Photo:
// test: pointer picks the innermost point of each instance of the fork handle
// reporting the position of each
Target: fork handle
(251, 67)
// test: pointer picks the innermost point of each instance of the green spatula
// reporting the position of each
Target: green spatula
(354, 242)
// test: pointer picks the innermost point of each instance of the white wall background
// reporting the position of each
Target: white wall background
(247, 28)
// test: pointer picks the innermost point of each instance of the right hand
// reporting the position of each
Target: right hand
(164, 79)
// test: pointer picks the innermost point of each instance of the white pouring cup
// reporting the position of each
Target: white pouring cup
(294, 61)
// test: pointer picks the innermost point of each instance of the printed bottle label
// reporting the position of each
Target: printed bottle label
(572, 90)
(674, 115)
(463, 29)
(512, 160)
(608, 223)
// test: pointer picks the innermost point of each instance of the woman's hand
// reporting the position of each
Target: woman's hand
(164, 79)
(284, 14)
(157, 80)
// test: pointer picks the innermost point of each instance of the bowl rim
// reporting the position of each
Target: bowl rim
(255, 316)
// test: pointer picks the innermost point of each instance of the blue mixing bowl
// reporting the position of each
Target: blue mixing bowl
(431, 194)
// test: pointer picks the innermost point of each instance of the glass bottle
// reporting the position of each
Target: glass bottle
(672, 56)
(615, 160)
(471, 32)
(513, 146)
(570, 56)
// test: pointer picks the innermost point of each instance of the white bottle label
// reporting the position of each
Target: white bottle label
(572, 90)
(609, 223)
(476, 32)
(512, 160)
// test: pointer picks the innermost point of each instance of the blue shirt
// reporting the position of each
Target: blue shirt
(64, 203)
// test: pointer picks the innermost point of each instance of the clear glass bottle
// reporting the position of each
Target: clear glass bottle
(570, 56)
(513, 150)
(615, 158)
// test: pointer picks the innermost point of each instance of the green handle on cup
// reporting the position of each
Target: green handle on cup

- [Set task] Copy the data above in full, character for character.

- [Result for this exercise]
Photo:
// test: pointer picks the innermost point of each instance of the fork handle
// reporting the position of each
Target: fork handle
(251, 67)
// test: pointer picks the innermost point of each instance of the green spatula
// reporting the position of each
Target: green spatula
(354, 242)
// test: pointer picks the innermost point of each instance of the white wall background
// reporting the position of each
Target: white wall background
(247, 28)
// test: pointer picks the innermost point of each instance of the right hand
// reporting the position of each
Target: right hand
(164, 79)
// test: pointer picks the innermost point of each instance of the white pouring cup
// reporting the position of each
Target: white pouring cup
(294, 61)
// test: pointer picks the innermost point of each instance of the printed bottle label
// reporting the position of each
Target: printed bottle label
(572, 90)
(674, 115)
(463, 29)
(512, 160)
(608, 223)
// test: pointer picks the innermost point of each instance of the woman's hand
// reporting the position of each
Target: woman's hand
(164, 79)
(284, 14)
(157, 80)
// test: pointer picks the innermost point of each instance of the bowl rim
// reporting the position of each
Target: bowl rim
(255, 316)
// test: pointer picks the innermost point of each instance of the blue mixing bowl
// reporting the position of each
Target: blue mixing bowl
(431, 194)
// test: pointer picks the innermost point of each instance of the glass bottle
// reporting the position of each
Target: glass bottle
(672, 56)
(615, 160)
(471, 32)
(513, 146)
(570, 56)
// test: pointer picks the innermost point of each instance of the white bottle label
// reporting the position of each
Target: white bottle label
(572, 90)
(609, 223)
(476, 32)
(512, 160)
// test: pointer picks the innermost point of each instance of the blue shirt
// reporting the position of each
Target: blue shirt
(64, 203)
// test: pointer picks the innermost point of each instance of the clear glass bottle
// reporting the position of each
Target: clear glass bottle
(570, 56)
(513, 150)
(615, 158)
// test: pointer picks the innermost point of each instance of the green handle on cup
// reporting the position of each
Target: green handle on cup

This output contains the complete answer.